> Stated task
Retype the records below line for line, changing nothing.

> Entries supplied
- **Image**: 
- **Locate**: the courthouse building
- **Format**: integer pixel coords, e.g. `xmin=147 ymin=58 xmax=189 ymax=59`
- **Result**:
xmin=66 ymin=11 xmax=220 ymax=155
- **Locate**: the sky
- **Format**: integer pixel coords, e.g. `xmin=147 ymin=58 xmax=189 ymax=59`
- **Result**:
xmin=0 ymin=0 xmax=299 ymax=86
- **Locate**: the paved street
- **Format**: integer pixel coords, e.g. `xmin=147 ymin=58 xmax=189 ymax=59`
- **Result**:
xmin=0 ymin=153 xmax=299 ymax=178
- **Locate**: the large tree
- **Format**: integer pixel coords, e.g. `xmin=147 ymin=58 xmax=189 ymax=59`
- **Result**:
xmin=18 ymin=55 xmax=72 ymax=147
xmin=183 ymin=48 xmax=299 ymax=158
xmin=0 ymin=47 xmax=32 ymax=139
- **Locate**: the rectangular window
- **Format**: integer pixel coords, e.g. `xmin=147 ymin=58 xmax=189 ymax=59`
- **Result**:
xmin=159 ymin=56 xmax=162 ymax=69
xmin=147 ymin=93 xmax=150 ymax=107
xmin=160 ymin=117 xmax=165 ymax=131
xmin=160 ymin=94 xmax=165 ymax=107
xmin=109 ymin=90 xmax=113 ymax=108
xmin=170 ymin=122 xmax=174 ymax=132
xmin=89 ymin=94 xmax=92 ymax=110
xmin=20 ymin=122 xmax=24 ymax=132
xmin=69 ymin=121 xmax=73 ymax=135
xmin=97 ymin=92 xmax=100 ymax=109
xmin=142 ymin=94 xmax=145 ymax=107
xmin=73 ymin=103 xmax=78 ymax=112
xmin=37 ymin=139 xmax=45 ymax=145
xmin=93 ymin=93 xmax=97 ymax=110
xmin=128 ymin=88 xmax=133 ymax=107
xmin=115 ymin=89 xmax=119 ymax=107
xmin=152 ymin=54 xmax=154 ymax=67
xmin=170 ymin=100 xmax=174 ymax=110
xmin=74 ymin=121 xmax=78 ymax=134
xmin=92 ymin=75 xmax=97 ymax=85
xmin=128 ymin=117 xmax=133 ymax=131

> Answer in full
- **Image**: 
- **Locate**: the courthouse building
- **Format**: integer pixel coords, e.g. `xmin=147 ymin=58 xmax=189 ymax=59`
- **Result**:
xmin=66 ymin=11 xmax=220 ymax=155
- **Locate**: the sky
- **Format**: integer pixel coords, e.g. `xmin=147 ymin=58 xmax=189 ymax=59`
- **Result**:
xmin=0 ymin=0 xmax=299 ymax=86
- **Locate**: the paved street
- **Format**: integer pixel coords, e.g. `xmin=147 ymin=58 xmax=189 ymax=59`
- **Result**:
xmin=0 ymin=153 xmax=299 ymax=178
- **Locate**: the large tree
- **Format**: integer pixel coords, e.g. `xmin=147 ymin=58 xmax=189 ymax=59`
- **Result**:
xmin=18 ymin=55 xmax=72 ymax=147
xmin=183 ymin=48 xmax=299 ymax=158
xmin=0 ymin=47 xmax=32 ymax=139
- **Locate**: the rectangular window
- **Format**: integer pixel coords, e.g. `xmin=147 ymin=58 xmax=189 ymax=59`
- **Result**:
xmin=159 ymin=56 xmax=162 ymax=69
xmin=147 ymin=93 xmax=150 ymax=107
xmin=160 ymin=117 xmax=165 ymax=131
xmin=160 ymin=94 xmax=165 ymax=107
xmin=109 ymin=90 xmax=113 ymax=108
xmin=170 ymin=122 xmax=174 ymax=132
xmin=89 ymin=94 xmax=92 ymax=110
xmin=20 ymin=122 xmax=24 ymax=132
xmin=69 ymin=121 xmax=73 ymax=135
xmin=97 ymin=92 xmax=100 ymax=109
xmin=142 ymin=94 xmax=145 ymax=107
xmin=73 ymin=103 xmax=78 ymax=112
xmin=37 ymin=139 xmax=45 ymax=145
xmin=93 ymin=93 xmax=97 ymax=110
xmin=128 ymin=88 xmax=133 ymax=107
xmin=115 ymin=89 xmax=119 ymax=107
xmin=152 ymin=54 xmax=154 ymax=67
xmin=170 ymin=100 xmax=174 ymax=110
xmin=74 ymin=121 xmax=78 ymax=134
xmin=92 ymin=75 xmax=97 ymax=85
xmin=128 ymin=117 xmax=133 ymax=131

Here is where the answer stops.